TEXT PROVIDED:
It is our conclusion that we must go Beyond Religion, toward Spirituality. Yes, this will necessitate discarding our comfort zone rags, yes, it will require us to jump out of the box of ignorance, passivity, conspicuous consumption, and other of the one billion illusions of the monkey mind.

Finally, we have been at war in America for 400 years: there is no duty for the slave except to overthrow his master. That was our mission from the beginning, that is our mission now. We can fulfill it or betray it, but we cannot escape it. As-Salaam-Alaikum.

--Marvin X, El Muhajir
2/15/12

Who Killed

Chauncey Bailey?


Preface: writers recall Chauncey: Kwan Booth, Zusha Elison, John Woodford, Marvin X

Remembering Chauncey Bailey,
newspaper editor, mentor and friend.

By Kwan Booth

(August 3, 2007)



Deadline nights in the newspaper business are sacred. Nothing compares to that last minute rush of writing, editing and designing, trying to squeeze in that last crucial detail before going to press. When I heard that Chauncey Bailey, editor of the Oakland Post, was killed yesterday morning, “deadline night” was the first thing that came to mind.

For the last 2 ½ years I’ve been a writer and editor at the Post and Chauncey and I worked together on several occasions. Some of my best memories are from Tuesdays in the production room at 2am: huddled around a computer screen-shirt sleeves rolled up, bags under everyone’s eyes, cups of stale coffee littering every counter top. I remember some nights looking over at Chauncey and seeing the fatigue on his face. But more than that there was the joy-the man was addicted to the news and the business associated with it.



These were the times he relished. These were also the times when he opened up the most. Reports from the last 24 hours have repeatedly mentioned his hallmark aggressive style and brevity, and for good reason. Chauncey wasn’t one for small conversations. From the way he answered the phone-”This is Bailey. What?” to his habit of writing stories in the body of emails or dictating them to layout designers directly to speed the process-he was all about getting it out quick, hard and correct.

But his style always came across as more tough love than “tough shit.” Late nights he’d open up about the screenplays and movies he was working on and his frustration trying to get movie studios to read scripts that showed real life black characters. He’d tell stories of his years chronicling the African American community in the Bay Area and Detroit and the roadblocks he encountered trying to increase the presence and credibility black people in the media. The man truly loved people and he was the first person to really drive home the importance of knowing the people you write about. He would always say “how can you report on the community if you’re not in the community?”

We’d have long debates on media and the best way to reach under served neighborhoods. I’d call him a dinosaur for his unrelenting faith in the power of print news and old school TV broadcasts. He thought I put too much emphasis on all this “new media.” His rationale: you’ve got to reach people where they are and most poor folks aren’t checking for the Daily Kos. Understandable coming from a man who never figured out how to send an attachment in an email, but from those late night conversations I learned a lot about the inner workings of the news industry.

DATASET EXCERPTS:
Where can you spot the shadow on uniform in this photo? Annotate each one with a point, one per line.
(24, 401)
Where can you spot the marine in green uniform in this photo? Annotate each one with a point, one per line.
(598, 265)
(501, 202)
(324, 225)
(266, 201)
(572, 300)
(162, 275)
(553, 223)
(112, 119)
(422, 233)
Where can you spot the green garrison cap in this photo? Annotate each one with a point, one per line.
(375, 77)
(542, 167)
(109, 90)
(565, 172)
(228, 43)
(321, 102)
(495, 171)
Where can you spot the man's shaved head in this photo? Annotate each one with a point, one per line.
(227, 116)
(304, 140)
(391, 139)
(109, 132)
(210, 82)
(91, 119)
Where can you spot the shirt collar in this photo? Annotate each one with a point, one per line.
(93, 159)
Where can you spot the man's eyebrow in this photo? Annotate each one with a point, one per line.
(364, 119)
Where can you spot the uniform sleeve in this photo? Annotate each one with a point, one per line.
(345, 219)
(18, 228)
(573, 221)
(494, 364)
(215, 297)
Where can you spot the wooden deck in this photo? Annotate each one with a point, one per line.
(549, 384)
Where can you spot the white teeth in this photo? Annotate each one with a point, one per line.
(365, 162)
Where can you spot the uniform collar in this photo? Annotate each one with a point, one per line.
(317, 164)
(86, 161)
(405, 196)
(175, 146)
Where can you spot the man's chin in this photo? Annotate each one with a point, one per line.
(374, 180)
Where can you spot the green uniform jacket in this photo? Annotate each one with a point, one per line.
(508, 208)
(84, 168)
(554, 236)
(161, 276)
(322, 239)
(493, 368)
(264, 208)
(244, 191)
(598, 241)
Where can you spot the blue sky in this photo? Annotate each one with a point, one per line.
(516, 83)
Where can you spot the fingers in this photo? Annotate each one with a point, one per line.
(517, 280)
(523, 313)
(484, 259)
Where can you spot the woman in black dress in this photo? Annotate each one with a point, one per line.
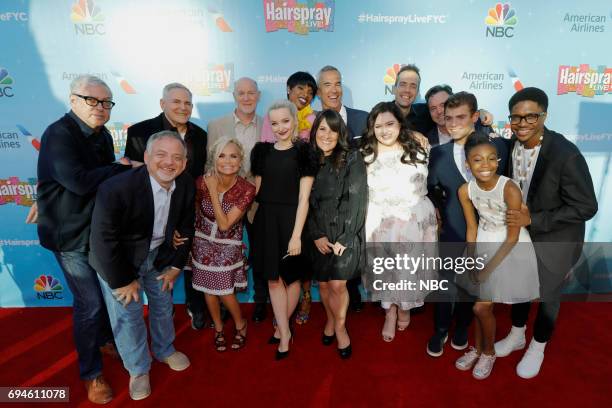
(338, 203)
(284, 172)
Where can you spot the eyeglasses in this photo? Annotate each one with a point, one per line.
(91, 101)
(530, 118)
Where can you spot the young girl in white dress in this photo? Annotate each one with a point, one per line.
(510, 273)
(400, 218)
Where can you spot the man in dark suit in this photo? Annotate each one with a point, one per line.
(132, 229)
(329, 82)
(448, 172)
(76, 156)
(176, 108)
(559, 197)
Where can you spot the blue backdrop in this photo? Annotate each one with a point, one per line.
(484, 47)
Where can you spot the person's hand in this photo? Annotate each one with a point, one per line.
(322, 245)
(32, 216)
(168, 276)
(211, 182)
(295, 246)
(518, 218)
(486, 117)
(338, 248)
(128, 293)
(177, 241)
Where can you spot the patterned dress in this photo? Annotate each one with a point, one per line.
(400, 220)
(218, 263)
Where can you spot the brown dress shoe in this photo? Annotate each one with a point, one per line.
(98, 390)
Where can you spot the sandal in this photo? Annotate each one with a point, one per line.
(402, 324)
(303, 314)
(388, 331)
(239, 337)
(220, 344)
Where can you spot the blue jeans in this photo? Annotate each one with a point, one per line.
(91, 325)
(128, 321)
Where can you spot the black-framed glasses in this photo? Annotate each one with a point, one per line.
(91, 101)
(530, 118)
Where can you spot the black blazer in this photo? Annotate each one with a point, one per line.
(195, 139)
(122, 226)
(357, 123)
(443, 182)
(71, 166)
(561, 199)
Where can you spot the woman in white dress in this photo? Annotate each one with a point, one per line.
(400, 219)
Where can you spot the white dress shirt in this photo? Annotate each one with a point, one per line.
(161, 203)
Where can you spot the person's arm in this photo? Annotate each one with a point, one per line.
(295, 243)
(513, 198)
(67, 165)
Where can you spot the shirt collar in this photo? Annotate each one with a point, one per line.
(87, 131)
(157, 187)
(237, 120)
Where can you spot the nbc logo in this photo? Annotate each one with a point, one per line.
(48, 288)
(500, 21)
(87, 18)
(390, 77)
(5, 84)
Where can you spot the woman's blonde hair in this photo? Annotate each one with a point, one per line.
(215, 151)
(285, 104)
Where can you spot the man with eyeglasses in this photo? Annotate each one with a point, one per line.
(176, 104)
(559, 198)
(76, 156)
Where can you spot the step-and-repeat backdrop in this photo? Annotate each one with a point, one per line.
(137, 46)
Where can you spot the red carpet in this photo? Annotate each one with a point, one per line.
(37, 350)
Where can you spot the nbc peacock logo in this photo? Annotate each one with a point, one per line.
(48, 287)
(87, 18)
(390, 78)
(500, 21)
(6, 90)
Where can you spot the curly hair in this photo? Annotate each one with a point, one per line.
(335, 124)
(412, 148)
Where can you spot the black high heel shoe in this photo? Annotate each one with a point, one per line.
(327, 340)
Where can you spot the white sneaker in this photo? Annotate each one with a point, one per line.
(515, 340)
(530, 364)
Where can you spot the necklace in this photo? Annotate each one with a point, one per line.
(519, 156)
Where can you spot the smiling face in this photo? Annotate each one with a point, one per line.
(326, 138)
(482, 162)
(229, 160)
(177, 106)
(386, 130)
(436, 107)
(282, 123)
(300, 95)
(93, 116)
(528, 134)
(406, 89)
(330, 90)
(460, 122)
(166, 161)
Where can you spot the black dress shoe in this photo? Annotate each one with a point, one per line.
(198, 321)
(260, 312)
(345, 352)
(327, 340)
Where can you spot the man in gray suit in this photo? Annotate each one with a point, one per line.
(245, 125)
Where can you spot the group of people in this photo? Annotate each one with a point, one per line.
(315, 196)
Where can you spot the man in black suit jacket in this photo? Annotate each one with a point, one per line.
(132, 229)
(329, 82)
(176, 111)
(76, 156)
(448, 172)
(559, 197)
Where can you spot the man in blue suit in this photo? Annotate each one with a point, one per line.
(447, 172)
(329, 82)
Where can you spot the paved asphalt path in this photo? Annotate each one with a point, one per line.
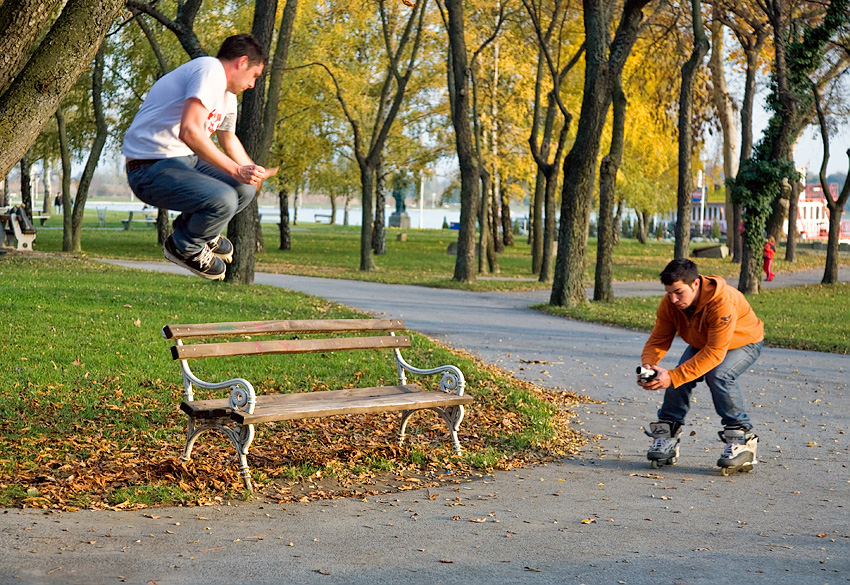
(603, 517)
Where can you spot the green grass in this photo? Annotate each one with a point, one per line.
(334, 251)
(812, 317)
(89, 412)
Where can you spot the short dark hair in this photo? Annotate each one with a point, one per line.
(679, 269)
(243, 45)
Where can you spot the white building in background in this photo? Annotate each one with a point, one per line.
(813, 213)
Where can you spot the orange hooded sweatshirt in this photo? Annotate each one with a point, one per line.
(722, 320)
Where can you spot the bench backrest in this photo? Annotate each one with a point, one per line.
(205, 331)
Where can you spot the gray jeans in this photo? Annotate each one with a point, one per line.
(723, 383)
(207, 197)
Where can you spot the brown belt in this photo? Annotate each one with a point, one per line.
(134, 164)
--
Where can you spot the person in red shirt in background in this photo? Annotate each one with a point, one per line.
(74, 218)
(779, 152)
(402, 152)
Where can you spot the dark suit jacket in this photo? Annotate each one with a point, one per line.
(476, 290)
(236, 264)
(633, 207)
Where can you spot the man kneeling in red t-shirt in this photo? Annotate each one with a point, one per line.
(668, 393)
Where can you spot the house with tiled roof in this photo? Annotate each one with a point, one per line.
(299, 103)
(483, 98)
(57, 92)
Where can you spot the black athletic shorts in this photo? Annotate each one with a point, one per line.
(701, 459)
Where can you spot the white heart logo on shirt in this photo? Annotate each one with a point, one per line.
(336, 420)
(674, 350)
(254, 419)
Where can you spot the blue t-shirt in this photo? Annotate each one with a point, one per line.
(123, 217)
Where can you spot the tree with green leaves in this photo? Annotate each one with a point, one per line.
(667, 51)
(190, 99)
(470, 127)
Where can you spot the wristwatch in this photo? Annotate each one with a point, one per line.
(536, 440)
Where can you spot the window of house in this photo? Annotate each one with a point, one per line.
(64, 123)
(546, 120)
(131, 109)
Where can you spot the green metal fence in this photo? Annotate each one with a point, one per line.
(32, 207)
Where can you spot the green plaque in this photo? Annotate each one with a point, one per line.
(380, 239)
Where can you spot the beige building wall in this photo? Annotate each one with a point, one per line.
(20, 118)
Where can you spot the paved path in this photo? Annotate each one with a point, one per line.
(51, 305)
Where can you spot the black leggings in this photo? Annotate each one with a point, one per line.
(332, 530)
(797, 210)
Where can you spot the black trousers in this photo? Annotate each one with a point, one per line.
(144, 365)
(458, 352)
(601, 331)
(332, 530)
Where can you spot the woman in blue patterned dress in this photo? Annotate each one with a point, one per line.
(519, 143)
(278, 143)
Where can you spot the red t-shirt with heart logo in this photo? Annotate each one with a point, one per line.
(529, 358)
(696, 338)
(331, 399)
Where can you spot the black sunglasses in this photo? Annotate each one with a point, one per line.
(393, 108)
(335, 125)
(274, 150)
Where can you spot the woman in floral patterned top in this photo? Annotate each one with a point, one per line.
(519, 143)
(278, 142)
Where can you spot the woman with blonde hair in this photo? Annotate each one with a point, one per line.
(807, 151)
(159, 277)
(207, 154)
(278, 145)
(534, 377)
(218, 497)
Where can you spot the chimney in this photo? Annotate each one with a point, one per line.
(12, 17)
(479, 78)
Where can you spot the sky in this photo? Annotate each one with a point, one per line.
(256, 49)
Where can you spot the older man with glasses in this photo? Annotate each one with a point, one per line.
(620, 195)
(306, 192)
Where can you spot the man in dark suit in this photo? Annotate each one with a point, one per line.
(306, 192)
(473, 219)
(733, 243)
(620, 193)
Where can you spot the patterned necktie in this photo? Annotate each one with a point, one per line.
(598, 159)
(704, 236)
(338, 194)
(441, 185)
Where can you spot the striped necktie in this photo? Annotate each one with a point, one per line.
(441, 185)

SET TASK A: Which writers does the preface of the Chauncey Bailey text name?
SET TASK B: Could you write the next part of the Chauncey Bailey text, picking up after its final sentence?
The lines have nothing to do with the Chauncey Bailey text.

EXPECTED OUTPUT A: Kwan Booth, Zusha Elison, John Woodford, Marvin X

EXPECTED OUTPUT B:
Chauncey taught me everything from how to really grill public officials to how to score a spot on the coveted “press junket.” We often joked about it in the office, but Chauncey really was the James Brown of Bay Area reporting-”the hardest working man in journalism.” He refused to have a computer in his house, explaining that he’d “never stop working.”



It was a regular thing for staffers to make late night and early morning runs to the office to find Chauncey sitting there, hunched over his computer, ballpoint pin in his mouth, eyes three inches from the screen surrounded by mountains of press releases, phone numbers and story notes. Chauncey had a great feel for what people wanted and was a big fan of short, tightly written stories. He liked to tease the reader and make them come back for more next week.



He regularly chided contributing writers for their verbosity “I wrote about the entire state of black people in California in 300 words, why do you need 800 for a record review?” This article-756 words written in his memory-would have probably driven him nuts and I can imagine him over my shoulder with a red pen in hand, slashing copy. Like most journalists he didn’t like to be the center of attention and I could see him bumping his own memorial for something more “newsy.”



For just this once though, long winded or not, I hope he’d agree that the length of the article fits the occasion. Chauncey you were a good dude, a trusted mentor and a hell of a newspaper man. Your contribution to the community will be greatly missed. End of story.




The Chauncey Bailey Murder Trial: A Personal History




The author, who knew the victim, reflects on the murder of an Oakland journalist

By Zusha Elinson on March 28, 2011 - 12:00 a.m. PDT

Journalist Chauncey Bailey was killed in 2007





It’s strange to cover a murder trial when you know the man who was murdered – and several people on the witness list.

I met Chauncey Bailey when I was an editor and reporter at the Oakland Post. There, I also had my first encounters with Your Black Muslim Bakery, whose leader, the young Yusuf Bey IV, is on trial for ordering the hit on Chauncey for a story he was working on about the bakery.

The Oakland Post wasn’t the most obvious place for my first job as a journalist. The Post is a venerable African American weekly newspaper and I was a young white Jewish kid fresh out of college. But it was the first paper to offer me an internship after I rolled into Oakland in my red pickup truck – and it turned out to be an excellent training ground.

In one of my first encounters with Chauncey, he appeared on the Post’s front page – as a subject, not a writer. He was leaving the Oakland Tribune, where he’d long worked as a staff writer – and was moving to St. Kitts. There, he would somehow serve as the Oakland Post’s "Caribbean Correspondent." The headline, written by Paul Cobb, the word-playing publisher of the Post, read: “Let’s Just St. Kitts and Say Goodbye.”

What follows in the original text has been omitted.